* THE PROBLEM *
Copy the lines below word for word, from the one containing "search: floral pattern fabric" through the one containing "top-left (0, 0), bottom-right (88, 160)", including both.

[Stored items]
-------

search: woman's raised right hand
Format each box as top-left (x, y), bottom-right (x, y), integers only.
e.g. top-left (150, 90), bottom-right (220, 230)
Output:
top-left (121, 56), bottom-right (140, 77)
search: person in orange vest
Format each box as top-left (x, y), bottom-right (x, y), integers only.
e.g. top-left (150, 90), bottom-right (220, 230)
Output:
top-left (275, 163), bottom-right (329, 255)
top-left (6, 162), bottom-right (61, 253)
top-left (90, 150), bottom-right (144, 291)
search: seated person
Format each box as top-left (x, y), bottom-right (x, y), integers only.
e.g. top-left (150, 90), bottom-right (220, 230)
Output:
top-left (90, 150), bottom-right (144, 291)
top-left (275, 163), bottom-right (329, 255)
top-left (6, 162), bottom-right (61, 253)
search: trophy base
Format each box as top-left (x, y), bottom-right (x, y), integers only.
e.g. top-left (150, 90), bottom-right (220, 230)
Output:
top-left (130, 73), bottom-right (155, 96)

-------

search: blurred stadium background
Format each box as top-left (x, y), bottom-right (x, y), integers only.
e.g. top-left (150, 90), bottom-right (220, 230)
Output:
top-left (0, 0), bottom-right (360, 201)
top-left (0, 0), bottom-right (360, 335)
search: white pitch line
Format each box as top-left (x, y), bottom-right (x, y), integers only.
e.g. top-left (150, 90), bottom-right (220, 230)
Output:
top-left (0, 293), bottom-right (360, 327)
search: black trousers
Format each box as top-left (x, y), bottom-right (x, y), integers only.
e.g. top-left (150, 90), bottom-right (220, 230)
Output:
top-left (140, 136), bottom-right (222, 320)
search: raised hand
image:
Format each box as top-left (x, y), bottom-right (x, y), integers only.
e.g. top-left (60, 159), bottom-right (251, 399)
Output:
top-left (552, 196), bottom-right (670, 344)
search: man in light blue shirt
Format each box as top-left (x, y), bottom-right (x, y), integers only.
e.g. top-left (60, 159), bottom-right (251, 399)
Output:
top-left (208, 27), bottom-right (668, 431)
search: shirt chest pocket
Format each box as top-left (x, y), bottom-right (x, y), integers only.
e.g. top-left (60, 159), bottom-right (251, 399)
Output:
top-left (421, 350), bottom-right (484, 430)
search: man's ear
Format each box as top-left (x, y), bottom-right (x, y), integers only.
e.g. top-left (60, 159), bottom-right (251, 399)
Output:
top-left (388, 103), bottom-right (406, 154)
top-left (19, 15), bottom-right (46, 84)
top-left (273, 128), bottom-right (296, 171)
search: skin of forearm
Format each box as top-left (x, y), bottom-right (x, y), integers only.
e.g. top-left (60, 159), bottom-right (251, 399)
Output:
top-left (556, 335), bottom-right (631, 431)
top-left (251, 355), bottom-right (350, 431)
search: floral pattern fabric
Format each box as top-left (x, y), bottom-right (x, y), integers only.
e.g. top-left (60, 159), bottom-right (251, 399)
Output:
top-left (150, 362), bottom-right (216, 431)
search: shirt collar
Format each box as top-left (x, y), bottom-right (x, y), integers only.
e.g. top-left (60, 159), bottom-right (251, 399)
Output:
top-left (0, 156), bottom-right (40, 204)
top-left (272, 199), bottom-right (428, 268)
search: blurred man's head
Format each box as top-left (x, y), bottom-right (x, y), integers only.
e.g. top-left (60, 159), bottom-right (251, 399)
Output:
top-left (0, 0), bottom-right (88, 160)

-------

* RESULT OF THIS EXERCISE *
search: floral pattern fabric
Format each box as top-left (x, y), bottom-right (x, y), integers only.
e.g. top-left (60, 159), bottom-right (251, 399)
Output:
top-left (150, 362), bottom-right (216, 431)
search: shirt collar
Format each box as top-left (x, y), bottom-right (x, y), integers only.
e.g. top-left (60, 159), bottom-right (251, 399)
Output:
top-left (0, 156), bottom-right (40, 204)
top-left (272, 199), bottom-right (428, 268)
search: blurred man's head
Format each box as top-left (x, y), bottom-right (x, y), integers only.
e.g. top-left (60, 159), bottom-right (251, 399)
Output:
top-left (0, 0), bottom-right (88, 160)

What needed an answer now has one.